* **Exercise prompt**
Extract the text of all the material below and reproduce it word for word. Leave the pictures out of your answer.
-------- Data supplied --------
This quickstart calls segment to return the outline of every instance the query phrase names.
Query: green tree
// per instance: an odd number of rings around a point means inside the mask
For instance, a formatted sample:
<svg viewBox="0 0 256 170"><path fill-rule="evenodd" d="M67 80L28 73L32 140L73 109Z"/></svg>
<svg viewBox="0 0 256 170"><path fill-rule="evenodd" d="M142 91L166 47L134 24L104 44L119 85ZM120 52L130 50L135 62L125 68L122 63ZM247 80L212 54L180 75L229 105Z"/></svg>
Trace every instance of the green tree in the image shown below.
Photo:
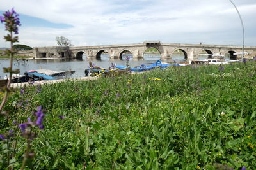
<svg viewBox="0 0 256 170"><path fill-rule="evenodd" d="M26 45L13 45L13 48L16 50L31 50L33 49L29 46Z"/></svg>

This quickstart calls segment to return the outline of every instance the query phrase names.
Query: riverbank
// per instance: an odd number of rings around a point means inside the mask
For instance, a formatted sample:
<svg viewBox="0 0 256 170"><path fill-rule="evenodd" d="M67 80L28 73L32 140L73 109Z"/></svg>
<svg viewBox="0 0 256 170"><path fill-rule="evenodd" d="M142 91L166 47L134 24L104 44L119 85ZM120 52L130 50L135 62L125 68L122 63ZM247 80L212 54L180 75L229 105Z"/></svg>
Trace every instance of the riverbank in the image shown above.
<svg viewBox="0 0 256 170"><path fill-rule="evenodd" d="M41 106L44 127L33 128L29 168L255 169L255 62L170 67L27 86L4 108L0 134L12 130L13 137L2 158L12 155L20 168L26 139L18 125L36 120Z"/></svg>

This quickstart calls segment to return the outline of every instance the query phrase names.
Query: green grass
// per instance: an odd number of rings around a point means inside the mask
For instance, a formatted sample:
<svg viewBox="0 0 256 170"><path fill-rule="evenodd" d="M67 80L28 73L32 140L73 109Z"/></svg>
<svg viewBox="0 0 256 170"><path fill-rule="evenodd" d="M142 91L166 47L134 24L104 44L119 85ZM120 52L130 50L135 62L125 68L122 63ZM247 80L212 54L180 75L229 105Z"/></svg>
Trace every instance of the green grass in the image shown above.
--------
* **Response below**
This quickstart calls segment to return the outline of every instance the query phrase names.
Query: green tree
// per instance: an odd number of rings around a point means inside the mask
For instance, a formatted sample:
<svg viewBox="0 0 256 170"><path fill-rule="evenodd" d="M67 80L28 73L32 140L73 109Z"/></svg>
<svg viewBox="0 0 256 170"><path fill-rule="evenodd" d="M142 91L166 47L134 24L104 44L119 85ZM120 52L130 50L135 62L125 68L122 63ZM247 80L212 54L180 75L229 105Z"/></svg>
Trace every instance of the green tree in the image shown below.
Photo:
<svg viewBox="0 0 256 170"><path fill-rule="evenodd" d="M26 45L13 45L13 48L16 50L31 50L33 49L29 46Z"/></svg>

This quickstart calls segment to return the outline of every instance the query phrase names.
Query: riverbank
// per instance: an odd number of rings around a point means inside the mask
For instance, a formatted sample:
<svg viewBox="0 0 256 170"><path fill-rule="evenodd" d="M67 80L28 73L32 140L73 109Z"/></svg>
<svg viewBox="0 0 256 170"><path fill-rule="evenodd" d="M142 91L166 47L134 24L104 44L119 85ZM120 52L130 50L135 62L125 68L122 63ZM247 80L212 54L180 75L229 105Z"/></svg>
Trace every instance of the riverbank in the image shown above.
<svg viewBox="0 0 256 170"><path fill-rule="evenodd" d="M41 106L44 127L33 128L29 168L255 169L255 62L170 67L27 86L4 108L0 134L12 130L13 137L2 158L12 155L20 168L26 139L18 125L36 120Z"/></svg>

This quickstart calls segment to return the outline of every instance the query phrase names.
Query: green grass
// per instance: an odd number of rings around a point means inside the mask
For instance, a formatted sample:
<svg viewBox="0 0 256 170"><path fill-rule="evenodd" d="M67 80L28 73L32 140L73 109Z"/></svg>
<svg viewBox="0 0 256 170"><path fill-rule="evenodd" d="M142 91L166 47L134 24L104 44L119 85ZM120 52L130 50L135 62L125 68L122 63ZM247 80L212 54L180 75L229 105Z"/></svg>
Trace every instance of the green grass in the image shown above.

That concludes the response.